(Text):
Growing up, Lesli Linka Glatter’s Now and Then enjoyed a status on par with gospel. Written by Pretty Little Liars’ I. Marlene King, it gave voice to young women’s fears about growing up and apart from one’s friends, taking those questions just as seriously as the parallel themes of death and loss. And yet that’s the same movie TV Guide, of all places, dismissed as a “sappy, derivative girls' coming-of-age tale set in the groovy '70s.”
Karyn Kusama’s Jennifer’s Body is only now enjoying a cultural resurgence, a decade after James Berardinelli at Reel Views called it a “spectacular disaster,” and “the kind of thing a cat might bury in a litter box and still keep building the covering because the stench can't be smothered.” Ebert famously compared it to Twilight, ironically another movie skewered as benign despite its fresh take on a young woman’s sexual desire.
In her interviews to promote her adaptation of Little Women (snubbed by the Golden Globes and the SAG Awards last week despite glowing reviews), Greta Gerwig has been stressing the power of books to shape character. “The character of Jo March was my literary character. I didn’t know if I wanted to be like her because she was like me, or the inverse — like, I made myself like her,” she said during the 2019 Los Angeles Times’ Directors Roundtable. “When you’re young, there are books that get inside you and then they become part of your personal landscape of things that you feel belong to you.”
The same could be said for movies. At the age of 6 or 7, I was oblivious to the fact that Harriet the Spy had been directed by a woman, let alone that it was her feature directorial debut, and starred Queen Gerri from Succession (J.Smith Cameron) as Harriet’s social-climbing mom. All I knew was that as a curious, nosy little girl who wanted to write, the movie spoke to me on a very visceral level. It understood the concerns and minutiae of girlhood, and reflected those things back to me. I was so starved for a glimpse of myself on screen that I naturally gravitated towards these portrayals. That’s a powerful idea, and one that directly echoes Geena Davis’ famous mantra, “If she can see it, she can be it.”
It’s important to note that in most cases, reviews aren’t evenly split by gender. Some male critics loved the movies I mentioned above, while some women critics hated them. Yes, the substance of their objections are often different, but not always. Women have always been part of the critical conversation, and overlooking their dissenting opinions and arguments is just another form of erasure. Likewise, to dismiss male opinions entirely is just as limiting as saying that movies about men aren’t for women. Criticism is an entirely subjective profession, one that is made more interesting by varied and layered perspectives, often in contradiction with one another. Calling for more diversity in criticism isn’t saying “men can’t understand movies about women,” but rather “women and people of color should be included in that conversation.” Not only does it make for a richer, more nuanced debate, it illuminates viewpoints that one might not have even thought of.

(Given records):
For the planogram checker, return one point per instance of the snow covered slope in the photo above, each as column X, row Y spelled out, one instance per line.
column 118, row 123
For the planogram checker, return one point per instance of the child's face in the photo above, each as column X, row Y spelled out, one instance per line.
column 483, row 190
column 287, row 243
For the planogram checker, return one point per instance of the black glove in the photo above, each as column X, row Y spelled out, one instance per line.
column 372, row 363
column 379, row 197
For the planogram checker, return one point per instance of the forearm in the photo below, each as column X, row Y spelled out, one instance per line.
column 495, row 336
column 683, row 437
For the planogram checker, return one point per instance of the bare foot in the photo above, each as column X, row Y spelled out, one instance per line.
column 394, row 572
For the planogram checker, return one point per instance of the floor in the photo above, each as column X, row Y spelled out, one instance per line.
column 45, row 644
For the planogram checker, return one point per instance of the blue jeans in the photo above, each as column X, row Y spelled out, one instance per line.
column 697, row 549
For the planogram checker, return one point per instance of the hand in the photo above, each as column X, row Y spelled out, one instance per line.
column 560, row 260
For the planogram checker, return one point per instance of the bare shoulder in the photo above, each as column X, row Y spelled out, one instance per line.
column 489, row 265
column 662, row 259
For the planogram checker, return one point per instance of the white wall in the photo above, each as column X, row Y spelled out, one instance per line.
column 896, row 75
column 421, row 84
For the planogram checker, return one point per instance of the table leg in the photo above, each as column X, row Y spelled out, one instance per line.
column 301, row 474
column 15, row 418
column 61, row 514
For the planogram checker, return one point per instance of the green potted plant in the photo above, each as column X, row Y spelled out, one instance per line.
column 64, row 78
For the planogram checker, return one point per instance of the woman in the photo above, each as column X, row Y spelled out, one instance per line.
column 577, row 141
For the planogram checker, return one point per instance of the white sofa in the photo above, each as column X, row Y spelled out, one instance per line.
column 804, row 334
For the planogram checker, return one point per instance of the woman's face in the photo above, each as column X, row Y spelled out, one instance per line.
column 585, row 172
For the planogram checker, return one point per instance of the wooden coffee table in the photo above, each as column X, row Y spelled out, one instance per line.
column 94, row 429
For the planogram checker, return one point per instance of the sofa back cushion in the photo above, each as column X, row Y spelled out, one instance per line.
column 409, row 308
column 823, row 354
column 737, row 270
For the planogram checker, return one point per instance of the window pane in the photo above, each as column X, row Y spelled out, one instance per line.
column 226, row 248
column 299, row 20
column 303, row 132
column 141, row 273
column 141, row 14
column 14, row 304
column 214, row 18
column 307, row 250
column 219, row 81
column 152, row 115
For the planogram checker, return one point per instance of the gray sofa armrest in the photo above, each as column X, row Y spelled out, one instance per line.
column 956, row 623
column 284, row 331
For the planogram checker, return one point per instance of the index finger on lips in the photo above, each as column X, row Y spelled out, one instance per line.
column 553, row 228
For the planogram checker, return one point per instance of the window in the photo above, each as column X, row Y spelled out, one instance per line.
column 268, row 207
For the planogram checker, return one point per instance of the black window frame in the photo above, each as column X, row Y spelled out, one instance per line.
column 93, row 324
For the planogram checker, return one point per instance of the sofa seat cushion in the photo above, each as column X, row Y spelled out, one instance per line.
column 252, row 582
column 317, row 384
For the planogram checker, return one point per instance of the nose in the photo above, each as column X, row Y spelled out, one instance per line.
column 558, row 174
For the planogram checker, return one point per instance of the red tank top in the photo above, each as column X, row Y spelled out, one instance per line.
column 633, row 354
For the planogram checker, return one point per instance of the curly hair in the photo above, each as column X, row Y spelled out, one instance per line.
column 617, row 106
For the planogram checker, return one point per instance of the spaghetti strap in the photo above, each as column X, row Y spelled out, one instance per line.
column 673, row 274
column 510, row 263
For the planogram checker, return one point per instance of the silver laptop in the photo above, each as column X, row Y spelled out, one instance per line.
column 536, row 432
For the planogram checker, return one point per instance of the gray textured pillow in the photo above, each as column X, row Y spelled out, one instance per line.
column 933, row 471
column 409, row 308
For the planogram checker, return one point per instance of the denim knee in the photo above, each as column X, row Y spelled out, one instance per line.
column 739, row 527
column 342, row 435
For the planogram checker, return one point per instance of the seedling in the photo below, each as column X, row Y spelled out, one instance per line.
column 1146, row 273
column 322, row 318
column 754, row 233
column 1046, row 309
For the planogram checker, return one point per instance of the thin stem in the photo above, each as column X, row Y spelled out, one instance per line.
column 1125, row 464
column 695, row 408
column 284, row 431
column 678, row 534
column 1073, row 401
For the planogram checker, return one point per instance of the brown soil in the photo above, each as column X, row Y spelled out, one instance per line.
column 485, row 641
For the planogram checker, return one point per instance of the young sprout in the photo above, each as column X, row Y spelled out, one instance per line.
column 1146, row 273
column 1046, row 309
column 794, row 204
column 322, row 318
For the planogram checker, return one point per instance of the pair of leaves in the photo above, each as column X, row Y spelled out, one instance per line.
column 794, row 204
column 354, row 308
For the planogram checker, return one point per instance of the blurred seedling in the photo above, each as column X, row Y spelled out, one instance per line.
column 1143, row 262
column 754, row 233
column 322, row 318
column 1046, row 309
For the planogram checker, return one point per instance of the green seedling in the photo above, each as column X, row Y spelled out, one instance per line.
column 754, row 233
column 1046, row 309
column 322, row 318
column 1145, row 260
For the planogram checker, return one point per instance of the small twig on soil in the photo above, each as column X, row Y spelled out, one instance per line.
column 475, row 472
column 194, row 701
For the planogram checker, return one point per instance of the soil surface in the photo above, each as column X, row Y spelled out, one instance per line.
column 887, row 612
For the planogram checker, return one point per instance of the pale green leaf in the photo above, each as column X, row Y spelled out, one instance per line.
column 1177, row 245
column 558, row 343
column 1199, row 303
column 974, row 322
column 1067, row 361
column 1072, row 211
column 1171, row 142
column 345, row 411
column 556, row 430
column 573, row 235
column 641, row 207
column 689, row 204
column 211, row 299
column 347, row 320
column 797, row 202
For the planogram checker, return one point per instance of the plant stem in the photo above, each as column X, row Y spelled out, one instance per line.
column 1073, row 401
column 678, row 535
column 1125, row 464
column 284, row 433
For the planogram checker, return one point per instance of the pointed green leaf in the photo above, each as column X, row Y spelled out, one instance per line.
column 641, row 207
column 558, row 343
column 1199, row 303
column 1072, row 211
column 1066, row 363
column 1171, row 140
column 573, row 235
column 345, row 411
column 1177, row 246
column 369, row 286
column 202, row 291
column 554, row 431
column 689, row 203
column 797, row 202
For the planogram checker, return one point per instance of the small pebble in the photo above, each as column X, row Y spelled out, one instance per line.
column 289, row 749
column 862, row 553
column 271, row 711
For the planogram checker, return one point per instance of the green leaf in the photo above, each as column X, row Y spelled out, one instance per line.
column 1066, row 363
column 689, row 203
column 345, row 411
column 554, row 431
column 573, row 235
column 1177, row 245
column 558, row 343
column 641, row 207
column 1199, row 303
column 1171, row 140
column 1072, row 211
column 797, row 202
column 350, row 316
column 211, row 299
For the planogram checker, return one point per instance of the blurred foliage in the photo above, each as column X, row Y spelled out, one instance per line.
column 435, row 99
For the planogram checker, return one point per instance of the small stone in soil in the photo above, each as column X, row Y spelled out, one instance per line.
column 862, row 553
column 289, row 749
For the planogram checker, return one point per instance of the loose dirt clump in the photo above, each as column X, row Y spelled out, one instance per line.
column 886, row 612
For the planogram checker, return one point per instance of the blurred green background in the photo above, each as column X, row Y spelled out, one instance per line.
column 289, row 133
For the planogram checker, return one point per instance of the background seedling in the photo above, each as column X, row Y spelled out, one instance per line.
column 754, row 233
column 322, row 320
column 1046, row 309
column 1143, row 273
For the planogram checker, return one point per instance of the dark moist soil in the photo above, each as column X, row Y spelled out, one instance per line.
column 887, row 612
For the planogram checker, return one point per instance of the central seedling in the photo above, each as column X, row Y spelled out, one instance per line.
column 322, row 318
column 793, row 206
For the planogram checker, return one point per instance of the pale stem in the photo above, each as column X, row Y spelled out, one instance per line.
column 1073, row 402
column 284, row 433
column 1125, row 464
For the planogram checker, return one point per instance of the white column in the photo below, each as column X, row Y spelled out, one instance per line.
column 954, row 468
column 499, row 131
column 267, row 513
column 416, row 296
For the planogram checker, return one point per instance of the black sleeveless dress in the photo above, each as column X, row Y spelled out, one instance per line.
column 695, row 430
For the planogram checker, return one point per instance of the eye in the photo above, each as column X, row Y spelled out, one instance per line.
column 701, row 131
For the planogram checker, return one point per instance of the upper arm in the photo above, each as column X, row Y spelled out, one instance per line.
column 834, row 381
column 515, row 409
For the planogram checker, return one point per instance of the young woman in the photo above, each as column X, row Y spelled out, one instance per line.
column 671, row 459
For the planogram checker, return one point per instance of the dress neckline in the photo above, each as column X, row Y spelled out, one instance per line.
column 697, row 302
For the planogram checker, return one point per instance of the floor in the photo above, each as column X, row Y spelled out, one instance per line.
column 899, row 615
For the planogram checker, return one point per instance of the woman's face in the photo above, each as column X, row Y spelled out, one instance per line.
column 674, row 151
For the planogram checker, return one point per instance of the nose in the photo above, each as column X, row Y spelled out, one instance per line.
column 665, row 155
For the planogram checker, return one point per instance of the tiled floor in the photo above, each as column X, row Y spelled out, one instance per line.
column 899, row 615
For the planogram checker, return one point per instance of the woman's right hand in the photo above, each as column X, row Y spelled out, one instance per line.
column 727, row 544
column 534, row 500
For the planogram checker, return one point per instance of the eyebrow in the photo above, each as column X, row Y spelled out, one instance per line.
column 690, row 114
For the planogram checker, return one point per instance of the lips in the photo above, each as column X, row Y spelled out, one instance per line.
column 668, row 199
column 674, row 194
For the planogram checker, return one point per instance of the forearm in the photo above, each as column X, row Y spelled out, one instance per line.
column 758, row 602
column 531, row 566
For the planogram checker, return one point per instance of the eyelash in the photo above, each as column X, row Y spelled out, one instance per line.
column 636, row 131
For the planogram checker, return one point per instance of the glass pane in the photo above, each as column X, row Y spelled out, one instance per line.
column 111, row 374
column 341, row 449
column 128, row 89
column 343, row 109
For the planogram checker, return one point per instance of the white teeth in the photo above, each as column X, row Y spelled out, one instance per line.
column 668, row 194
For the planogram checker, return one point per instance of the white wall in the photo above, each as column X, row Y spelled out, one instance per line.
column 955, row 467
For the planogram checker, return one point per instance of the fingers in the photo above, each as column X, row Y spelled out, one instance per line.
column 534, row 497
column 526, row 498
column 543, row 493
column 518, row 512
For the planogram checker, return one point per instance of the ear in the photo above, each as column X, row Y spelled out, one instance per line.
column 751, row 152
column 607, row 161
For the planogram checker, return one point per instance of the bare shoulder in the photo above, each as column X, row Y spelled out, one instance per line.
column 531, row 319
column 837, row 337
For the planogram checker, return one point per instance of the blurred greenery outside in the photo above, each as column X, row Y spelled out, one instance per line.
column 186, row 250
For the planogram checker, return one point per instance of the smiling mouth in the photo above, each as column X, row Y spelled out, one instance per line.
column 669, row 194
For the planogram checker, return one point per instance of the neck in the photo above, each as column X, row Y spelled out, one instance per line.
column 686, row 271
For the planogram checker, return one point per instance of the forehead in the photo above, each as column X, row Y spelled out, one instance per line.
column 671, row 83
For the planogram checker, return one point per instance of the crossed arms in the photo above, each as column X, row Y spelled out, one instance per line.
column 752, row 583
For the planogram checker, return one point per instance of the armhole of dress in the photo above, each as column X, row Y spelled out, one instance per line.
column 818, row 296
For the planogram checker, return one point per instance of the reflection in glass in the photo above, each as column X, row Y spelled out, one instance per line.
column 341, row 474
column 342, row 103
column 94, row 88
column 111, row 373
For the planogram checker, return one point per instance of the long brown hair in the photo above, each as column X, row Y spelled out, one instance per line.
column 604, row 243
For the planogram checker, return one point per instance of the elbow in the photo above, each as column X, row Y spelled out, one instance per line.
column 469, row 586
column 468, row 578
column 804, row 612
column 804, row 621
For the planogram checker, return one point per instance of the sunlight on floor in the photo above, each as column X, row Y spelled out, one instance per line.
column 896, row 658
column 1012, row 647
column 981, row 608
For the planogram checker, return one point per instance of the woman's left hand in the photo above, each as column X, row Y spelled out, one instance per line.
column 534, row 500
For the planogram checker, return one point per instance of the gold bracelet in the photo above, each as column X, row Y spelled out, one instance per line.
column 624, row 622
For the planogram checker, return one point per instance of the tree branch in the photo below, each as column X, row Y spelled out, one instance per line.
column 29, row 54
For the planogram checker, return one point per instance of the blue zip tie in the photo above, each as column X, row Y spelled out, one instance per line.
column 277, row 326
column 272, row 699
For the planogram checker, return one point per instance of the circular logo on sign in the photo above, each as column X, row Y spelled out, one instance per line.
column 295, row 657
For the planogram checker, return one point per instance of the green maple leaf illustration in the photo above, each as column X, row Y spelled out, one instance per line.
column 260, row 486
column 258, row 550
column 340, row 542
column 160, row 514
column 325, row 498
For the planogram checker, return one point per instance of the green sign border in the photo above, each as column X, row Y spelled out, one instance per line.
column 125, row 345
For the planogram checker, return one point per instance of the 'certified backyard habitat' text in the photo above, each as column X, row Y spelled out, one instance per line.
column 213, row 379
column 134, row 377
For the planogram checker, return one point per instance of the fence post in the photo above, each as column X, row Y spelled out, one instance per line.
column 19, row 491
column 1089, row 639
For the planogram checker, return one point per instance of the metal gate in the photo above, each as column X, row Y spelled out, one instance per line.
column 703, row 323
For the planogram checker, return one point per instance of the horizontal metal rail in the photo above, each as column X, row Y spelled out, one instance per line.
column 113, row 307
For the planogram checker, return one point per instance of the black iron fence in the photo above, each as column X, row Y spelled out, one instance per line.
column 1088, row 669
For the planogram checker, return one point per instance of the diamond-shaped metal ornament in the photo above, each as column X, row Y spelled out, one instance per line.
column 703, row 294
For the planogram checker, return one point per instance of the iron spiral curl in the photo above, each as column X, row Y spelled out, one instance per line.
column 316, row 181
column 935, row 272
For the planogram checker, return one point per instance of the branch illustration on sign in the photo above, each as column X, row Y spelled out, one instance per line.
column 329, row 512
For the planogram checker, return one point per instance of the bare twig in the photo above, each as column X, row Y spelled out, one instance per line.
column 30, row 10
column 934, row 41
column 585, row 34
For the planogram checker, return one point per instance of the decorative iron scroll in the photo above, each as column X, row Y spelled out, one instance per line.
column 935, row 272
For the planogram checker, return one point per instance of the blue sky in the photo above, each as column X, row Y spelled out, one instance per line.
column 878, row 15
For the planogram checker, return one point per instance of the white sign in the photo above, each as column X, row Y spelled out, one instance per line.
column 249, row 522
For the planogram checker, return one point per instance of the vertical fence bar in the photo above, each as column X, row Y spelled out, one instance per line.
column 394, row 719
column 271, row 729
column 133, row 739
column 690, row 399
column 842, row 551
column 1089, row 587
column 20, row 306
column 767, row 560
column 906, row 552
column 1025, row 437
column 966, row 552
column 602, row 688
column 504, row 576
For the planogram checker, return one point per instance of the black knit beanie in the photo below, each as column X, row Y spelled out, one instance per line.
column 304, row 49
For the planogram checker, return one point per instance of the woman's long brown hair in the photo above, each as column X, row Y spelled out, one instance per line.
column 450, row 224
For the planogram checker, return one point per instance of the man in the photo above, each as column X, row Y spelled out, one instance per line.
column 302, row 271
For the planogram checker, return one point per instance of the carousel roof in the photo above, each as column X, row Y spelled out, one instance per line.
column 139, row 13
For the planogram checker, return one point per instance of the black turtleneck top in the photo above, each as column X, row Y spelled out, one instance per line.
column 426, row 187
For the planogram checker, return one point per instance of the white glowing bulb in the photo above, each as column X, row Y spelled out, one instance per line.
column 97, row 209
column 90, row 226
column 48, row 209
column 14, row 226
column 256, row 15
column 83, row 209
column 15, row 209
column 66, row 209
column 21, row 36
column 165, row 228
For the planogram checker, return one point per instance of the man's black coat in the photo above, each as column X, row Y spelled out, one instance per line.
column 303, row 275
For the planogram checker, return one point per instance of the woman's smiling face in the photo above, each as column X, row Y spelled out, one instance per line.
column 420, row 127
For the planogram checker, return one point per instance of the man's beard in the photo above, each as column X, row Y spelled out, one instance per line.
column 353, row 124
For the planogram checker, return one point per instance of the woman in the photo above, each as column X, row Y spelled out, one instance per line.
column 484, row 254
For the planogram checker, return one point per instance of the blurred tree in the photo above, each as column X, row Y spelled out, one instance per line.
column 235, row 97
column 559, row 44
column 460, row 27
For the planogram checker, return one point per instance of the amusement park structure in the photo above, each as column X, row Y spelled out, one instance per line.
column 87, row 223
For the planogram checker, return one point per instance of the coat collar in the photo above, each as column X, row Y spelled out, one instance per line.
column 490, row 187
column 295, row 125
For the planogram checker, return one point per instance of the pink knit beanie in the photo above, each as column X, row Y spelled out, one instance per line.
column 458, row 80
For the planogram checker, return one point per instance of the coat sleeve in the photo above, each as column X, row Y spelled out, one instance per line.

(Your task):
From the essay on movie criticism, copy out word for word everything from "Karyn Kusama’s Jennifer’s" down to "woman’s sexual desire.".

(Full solution):
Karyn Kusama’s Jennifer’s Body is only now enjoying a cultural resurgence, a decade after James Berardinelli at Reel Views called it a “spectacular disaster,” and “the kind of thing a cat might bury in a litter box and still keep building the covering because the stench can't be smothered.” Ebert famously compared it to Twilight, ironically another movie skewered as benign despite its fresh take on a young woman’s sexual desire.